• Extracted data entries
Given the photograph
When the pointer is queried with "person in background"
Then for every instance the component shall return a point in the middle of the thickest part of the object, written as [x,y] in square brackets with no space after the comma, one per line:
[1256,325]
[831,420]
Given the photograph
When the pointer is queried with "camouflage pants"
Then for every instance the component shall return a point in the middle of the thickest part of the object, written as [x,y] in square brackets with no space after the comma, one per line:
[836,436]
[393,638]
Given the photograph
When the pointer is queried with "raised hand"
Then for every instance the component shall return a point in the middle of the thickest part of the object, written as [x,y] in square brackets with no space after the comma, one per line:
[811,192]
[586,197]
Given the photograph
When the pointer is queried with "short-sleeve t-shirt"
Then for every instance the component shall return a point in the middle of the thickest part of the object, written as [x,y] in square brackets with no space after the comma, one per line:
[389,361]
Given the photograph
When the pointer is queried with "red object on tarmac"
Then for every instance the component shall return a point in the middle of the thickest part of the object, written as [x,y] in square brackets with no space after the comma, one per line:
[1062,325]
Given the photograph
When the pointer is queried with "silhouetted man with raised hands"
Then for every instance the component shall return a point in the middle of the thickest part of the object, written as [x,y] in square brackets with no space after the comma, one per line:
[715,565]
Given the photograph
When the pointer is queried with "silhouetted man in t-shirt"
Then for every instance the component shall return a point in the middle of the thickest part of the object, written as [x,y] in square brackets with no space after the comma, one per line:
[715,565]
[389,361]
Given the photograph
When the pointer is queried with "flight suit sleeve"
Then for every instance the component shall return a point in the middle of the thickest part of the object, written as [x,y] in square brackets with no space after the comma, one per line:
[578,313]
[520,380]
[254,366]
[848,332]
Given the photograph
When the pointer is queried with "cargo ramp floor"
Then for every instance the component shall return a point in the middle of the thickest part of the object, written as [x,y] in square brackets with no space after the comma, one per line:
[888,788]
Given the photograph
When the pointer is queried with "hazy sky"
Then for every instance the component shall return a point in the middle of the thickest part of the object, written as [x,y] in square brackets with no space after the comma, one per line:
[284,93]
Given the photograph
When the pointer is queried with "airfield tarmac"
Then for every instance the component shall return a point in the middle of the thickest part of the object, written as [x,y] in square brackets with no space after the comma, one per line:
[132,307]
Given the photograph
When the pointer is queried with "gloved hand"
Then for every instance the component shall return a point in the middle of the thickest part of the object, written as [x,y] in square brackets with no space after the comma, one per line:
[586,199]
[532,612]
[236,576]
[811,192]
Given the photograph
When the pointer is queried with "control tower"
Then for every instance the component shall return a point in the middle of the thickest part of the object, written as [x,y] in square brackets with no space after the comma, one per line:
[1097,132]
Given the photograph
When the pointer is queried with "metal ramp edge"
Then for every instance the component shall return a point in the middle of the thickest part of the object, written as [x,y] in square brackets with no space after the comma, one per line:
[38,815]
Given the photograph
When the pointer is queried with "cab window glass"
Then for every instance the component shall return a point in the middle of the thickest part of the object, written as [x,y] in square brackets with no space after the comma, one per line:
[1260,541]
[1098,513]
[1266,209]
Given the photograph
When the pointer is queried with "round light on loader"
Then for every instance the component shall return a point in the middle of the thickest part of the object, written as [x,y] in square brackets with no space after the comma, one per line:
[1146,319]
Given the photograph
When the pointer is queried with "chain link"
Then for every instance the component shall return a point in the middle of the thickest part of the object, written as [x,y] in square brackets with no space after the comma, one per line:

• Exercise directions
A faithful copy of all the records is required.

• Your solution
Given the photograph
When the pointer is queried with "person in background"
Then for every instance the component shall return a point in the middle of the thickest part of the object, written as [x,y] in square brackets with no space after the comma, one per line:
[1256,325]
[831,420]
Given the photograph
When the pointer is queried with "camouflage pants"
Then for every instance the component shall return a point in the middle of the thickest part of the object, written as [x,y] in square brackets with no space after the comma, one per line:
[836,436]
[393,638]
Given the photograph
When the pointer is queried with "raised hand"
Then for every instance the component shall return a point in the middle of the thickest part of the object, written as [x,y] in square brackets with no space after the comma, one per line:
[811,192]
[586,197]
Given the photograph
When the pointer is queried with "short-sleeve t-shirt"
Then for every instance the component shall return a point in the middle of the thickest part of the object, written as [x,y] in square brackets with no space after the comma, one per line:
[389,361]
Given the photograph
When the pointer is queried with "red object on tarmac"
Then for every instance the component shall return a point in the middle of the thickest part of the object, written as [x,y] in square brackets with no space after the comma, one per line:
[1062,325]
Given the photograph
When the pointer is queried with "silhouetted man with raised hands"
Then for every instance the component shall return a point in the middle of the thickest part of the object, written as [x,y] in square brackets with no space after the comma, one per line:
[715,565]
Given the photograph
When the pointer is queried with "silhouetted man in t-shirt"
Then for every instance the component shall return a point in the middle of the thickest part of the object, written as [x,y] in square brackets with no space after the comma, one per line:
[715,565]
[389,361]
Given the photograph
When the pointer is queried with "flight suit sleeve"
Then for every instance the component shall return a point in the middle of the thickest part of the object, written as [x,y] in square brackets with no space after the comma, one per line:
[578,313]
[520,380]
[254,366]
[848,332]
Given the photograph
When the pointer is queried with "cargo ramp floor"
Then for every instance the component shall return a point in the middle of the thickest part of the object, written as [x,y] in square brackets with no space after the comma, one per line:
[888,788]
Given the photograph
When the pointer is queried with "hazy sky"
Then for every instance the component shall return a point in the middle of the thickest part of the object, written as [x,y] in square brackets with no space after the comma, one per line:
[284,93]
Given the photograph
When the pointer is queried with "airfield tarmac"
Then for every instance the component shall return a point in the middle of the thickest part of the object, written as [x,y] in square brackets with no space after the comma, one per line:
[132,307]
Given the photograph
When the pointer is queried with "gloved hand"
Then for every instance the component shall return a point in the middle of the thickest part of the object, written as [x,y] in square brackets with no space after the comma, one per line:
[586,199]
[532,612]
[236,576]
[811,192]
Given the photograph
When the pointer is queried with "control tower"
Then for every instance the component shall return a point in the middle of the thickest part of the object, written as [x,y] in square brackets with no space after the comma, one per line:
[1097,132]
Given the photograph
When the pointer is queried with "metal ramp edge"
Then for every instance the component shall return a point in the middle of the thickest part of the object, written as [x,y] in square brackets with no space after the comma, one per line:
[38,815]
Given the photograph
When the pointer is queried with "cab window glass"
Then for every instance the component shall return a point in the middle of the thickest part of the object, written as [x,y] in square brackets with no space after the comma, one per line:
[1260,541]
[1098,513]
[1266,209]
Given the photograph
When the pointer is queried with "round light on loader"
Then for every instance the component shall return a point in the middle of the thickest part of the object, written as [x,y] in square brackets with no space after the comma, one per line:
[1146,319]
Given the photograph
When the pointer is queried with "chain link"
Then for every instance the component shall return a point in the middle of the thickest part of the object, written as [x,y] in square brackets with no space after the comma, one per line:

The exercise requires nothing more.